SOURCE MATERIAL ::
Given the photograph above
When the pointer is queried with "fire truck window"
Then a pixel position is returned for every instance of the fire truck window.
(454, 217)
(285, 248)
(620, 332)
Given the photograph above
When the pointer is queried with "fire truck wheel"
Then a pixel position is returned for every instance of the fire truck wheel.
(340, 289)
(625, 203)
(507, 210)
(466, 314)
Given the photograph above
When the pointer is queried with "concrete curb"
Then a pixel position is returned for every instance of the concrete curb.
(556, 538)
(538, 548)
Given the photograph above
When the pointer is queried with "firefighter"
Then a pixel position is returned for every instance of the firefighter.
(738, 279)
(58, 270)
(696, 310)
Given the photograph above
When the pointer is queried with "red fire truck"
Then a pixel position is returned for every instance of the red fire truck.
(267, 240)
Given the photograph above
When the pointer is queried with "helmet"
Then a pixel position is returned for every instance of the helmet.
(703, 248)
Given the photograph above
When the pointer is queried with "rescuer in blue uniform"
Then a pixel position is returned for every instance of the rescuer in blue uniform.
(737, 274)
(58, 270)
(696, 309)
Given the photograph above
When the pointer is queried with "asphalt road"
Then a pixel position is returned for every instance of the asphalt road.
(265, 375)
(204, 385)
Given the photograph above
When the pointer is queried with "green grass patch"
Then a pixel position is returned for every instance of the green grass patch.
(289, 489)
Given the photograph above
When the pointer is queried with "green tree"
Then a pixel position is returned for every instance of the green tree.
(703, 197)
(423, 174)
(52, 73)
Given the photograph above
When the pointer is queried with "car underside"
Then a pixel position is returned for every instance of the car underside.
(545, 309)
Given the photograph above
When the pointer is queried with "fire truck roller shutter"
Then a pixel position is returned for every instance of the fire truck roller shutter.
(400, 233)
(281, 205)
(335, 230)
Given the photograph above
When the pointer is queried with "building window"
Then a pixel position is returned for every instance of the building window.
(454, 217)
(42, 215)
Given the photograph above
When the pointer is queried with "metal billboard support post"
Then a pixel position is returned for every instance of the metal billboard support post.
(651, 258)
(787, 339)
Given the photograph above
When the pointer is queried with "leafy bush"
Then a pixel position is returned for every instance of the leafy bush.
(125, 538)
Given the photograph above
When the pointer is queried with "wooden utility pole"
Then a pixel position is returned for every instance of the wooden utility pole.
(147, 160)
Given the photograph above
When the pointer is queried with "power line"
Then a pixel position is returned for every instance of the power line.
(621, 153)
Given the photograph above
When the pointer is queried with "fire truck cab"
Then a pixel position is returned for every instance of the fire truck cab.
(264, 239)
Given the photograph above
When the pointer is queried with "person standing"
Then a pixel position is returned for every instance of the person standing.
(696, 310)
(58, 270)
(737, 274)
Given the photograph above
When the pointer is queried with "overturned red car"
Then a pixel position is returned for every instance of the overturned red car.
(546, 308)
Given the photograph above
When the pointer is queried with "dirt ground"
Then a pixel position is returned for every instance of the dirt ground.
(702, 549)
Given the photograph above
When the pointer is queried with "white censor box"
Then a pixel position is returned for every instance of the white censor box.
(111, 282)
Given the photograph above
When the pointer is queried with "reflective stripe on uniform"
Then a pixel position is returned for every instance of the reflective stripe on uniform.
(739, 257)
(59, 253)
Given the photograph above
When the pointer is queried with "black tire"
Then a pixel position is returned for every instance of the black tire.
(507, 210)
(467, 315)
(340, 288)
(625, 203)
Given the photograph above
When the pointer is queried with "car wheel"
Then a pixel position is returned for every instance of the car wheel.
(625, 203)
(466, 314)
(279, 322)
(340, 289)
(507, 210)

DESCRIPTION OF THE TASK :: Print the data above exactly as it reads.

SOLUTION TO THIS PROBLEM ::
Given the photograph above
When the pointer is queried with "fire truck window"
Then a pixel position is returned for every instance of the fire truck window.
(454, 217)
(285, 248)
(620, 332)
Given the photograph above
When the pointer is queried with "fire truck wheel"
Then a pixel position is returned for every instance of the fire truck wheel.
(340, 289)
(625, 203)
(507, 210)
(466, 314)
Given the photograph above
When the pointer is queried with "concrete curb"
Then a pixel position is returned for every instance of the concrete curb.
(556, 538)
(538, 548)
Given the photograph above
When the pointer is queried with "firefighter"
Then a pixel position is returned for every instance of the firefighter.
(738, 279)
(58, 270)
(696, 310)
Given the photograph above
When the pointer is queried with "red fire truck"
Then a pixel position is returned for every instance of the red fire truck.
(267, 240)
Given the photograph above
When the pointer is queried with "helmet"
Then a pixel position is returned for every instance of the helmet.
(703, 248)
Given the photograph above
When the pointer is queried with "rescuer in blue uniform"
Then a pixel position is returned for every instance of the rescuer in blue uniform.
(737, 274)
(58, 270)
(696, 309)
Given the photograph above
When the pointer is queried with "asphalt road"
Then a pixel position is returned for every instance of the asphalt road.
(265, 375)
(204, 385)
Given the photograph above
When the pointer is queried with "green grass patch"
Then a pixel position is returned for every instance of the green grass patch.
(289, 489)
Given the photograph above
When the pointer is queried with "green tree"
Then a pixel position is returned for every instance of the green tree.
(703, 197)
(423, 174)
(52, 73)
Given the photograph above
When the pointer is queried with "car underside"
Then a pixel position is returned for every instance of the car underside.
(545, 309)
Given the photograph above
When the pointer is queried with "fire truck roller shutter"
Then a pixel position is returned for every instance of the fire truck roller shutter.
(400, 233)
(281, 205)
(335, 230)
Given the photograph above
When the pointer is queried with "building window"
Then a pixel position is returned for every instance of the building window.
(454, 217)
(42, 215)
Given the photograph above
When the pointer is queried with "metal billboard support post"
Then a pixel position is returned for every instance of the metal billboard support post.
(651, 258)
(787, 339)
Given the photograph above
When the pointer is queried with "leafy bush"
Then a pixel position is returned for every instance of the leafy bush.
(125, 538)
Given the photograph above
When the pointer is queried with "wooden utility pole"
Then a pixel position is returned for every instance of the wooden utility pole.
(147, 160)
Given the photograph above
When the pointer is queried with "power line"
Then a pixel position is returned for every instance of the power line.
(621, 153)
Given the photograph above
When the pointer is queried with "fire truck cab"
Then a pixel position is returned for every instance of the fire truck cab.
(264, 239)
Given the photograph above
When the pointer is queried with "person standing"
Then a pixel position is returned for every instance of the person standing.
(696, 310)
(58, 270)
(737, 274)
Given the photograph above
When the pointer is queried with "overturned red car"
Then a pixel position is returned for every instance of the overturned red car.
(546, 308)
Given the photograph above
When the pointer is queried with "dirt ground"
Then a pixel position is returned for every instance of the dirt ground.
(702, 549)
Given the photograph above
When the pointer is queried with "white censor box"
Then a pixel position is returned for every instance of the white censor box.
(111, 282)
Given the photograph above
When the pointer is queried with "reflective stripe on uniform"
Then a pixel position is returned for every instance of the reflective stripe on uniform.
(739, 257)
(59, 253)
Given the photograph above
When the pointer is queried with "black tire"
Then a pixel position is returned for every instance of the black tire.
(507, 210)
(467, 315)
(340, 288)
(625, 203)
Given the photograph above
When the pointer is queried with "car wheel"
Then a pixel position is returned for every instance of the car wheel.
(625, 203)
(466, 314)
(279, 322)
(340, 289)
(507, 210)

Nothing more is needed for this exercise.